- [Passage to read]:

Full turbo kits that utilize large-diameter turbochargers are the ultimate modification when it comes to making huge horsepower gains. However, turbochargers also put a lot of extra stress on your engine's internal components as they force pressurized air into the cylinders.
Additionally, as with every horsepower modification, increased engine torque output means increased stress on your transmission and other drivetrain components. Before you jump the gun and buy a big turbo kit for your ride, you should factor in all of the supporting modifications that will be necessary to keep your car running smoothly and reliably.
Also, keep in mind that modifying and installing internal engine components requires advanced mechanical expertise and a slew of specialized tools. To make sure everything bolts together properly, you'll want to have your turbocharged engine built by a reputable auto service shop.
Upgraded Pistons and Rings
You should first turn your attention to your pistons. They're responsible for compressing air and fuel in your engine while creating an airtight seal in the chamber. Once you start ramming pressurized air into the cylinder with a big turbocharger, your pistons are going to be the first component subjected to increased stress.
At the very least, you'll likely want to swap out your stock piston rings for a new aftermarket set that is designed to withstand increased pressure and heat. That will help ensure your pistons are able to maintain compression reliably.
To take it one step further, you'll want to consider upgraded pistons as well. A set of forged pistons are much stronger than stock ceramic units, meaning they'll be less prone to cracking under increased loads. Also consider switching to a set of low-compression pistons so that you can take full advantage of the big boost output offered by your large-diameter turbocharger without over-pressurizing the cylinder chambers.

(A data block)
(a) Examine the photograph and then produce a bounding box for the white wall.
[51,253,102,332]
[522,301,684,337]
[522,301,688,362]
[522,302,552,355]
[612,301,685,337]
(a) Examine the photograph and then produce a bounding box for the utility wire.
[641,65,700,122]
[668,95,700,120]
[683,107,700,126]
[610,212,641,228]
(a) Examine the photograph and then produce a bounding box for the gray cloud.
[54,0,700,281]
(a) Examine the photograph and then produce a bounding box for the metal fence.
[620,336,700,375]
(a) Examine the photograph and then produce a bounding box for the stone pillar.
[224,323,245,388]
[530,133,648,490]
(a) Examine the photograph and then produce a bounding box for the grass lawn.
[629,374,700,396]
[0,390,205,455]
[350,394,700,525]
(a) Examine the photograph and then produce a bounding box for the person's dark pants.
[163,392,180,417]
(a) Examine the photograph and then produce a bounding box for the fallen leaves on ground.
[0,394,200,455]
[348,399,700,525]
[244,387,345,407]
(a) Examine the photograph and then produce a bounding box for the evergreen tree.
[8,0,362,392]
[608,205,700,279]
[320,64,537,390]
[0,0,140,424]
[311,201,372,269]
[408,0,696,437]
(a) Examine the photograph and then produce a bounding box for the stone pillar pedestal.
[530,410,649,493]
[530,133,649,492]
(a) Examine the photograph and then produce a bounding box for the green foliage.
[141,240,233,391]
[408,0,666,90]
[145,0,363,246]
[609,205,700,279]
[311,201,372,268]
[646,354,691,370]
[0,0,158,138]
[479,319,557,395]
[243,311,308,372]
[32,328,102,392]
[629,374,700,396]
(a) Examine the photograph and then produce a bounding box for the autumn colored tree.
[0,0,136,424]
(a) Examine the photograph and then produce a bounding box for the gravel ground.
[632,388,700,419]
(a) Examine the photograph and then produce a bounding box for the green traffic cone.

- [Written request]: Pick up the turbo kit article above after its last sentence, on low-compression pistons, and write the next section on another supporting modification for a big turbo build.

- [Result of the exercise]:
Other Engine Internal Upgrades
Depending on your engine, you'll also want to consider upgrading your rods and crank bearings to forged units that are much stronger than your stock components. Nothing is worse than getting your new turbo kit all set up only to snap a rod in half and have it punch a hole in your engine block. That will require you to put in an entirely new engine and start from square one. Finally, consider upgrading the crankshaft itself to a forged unit to avoid warping and cracking under the increased loads created by your new turbocharger.
All of that power is useless if you can't transfer it to the wheels. That's what your transmission is responsible for. However, your stock transmission is designed to work with your engine's stock torque output. Massively increasing your torque numbers with a turbo can easily lead to a slipping clutch or torque converter, stripped transmission gears, and blown gaskets.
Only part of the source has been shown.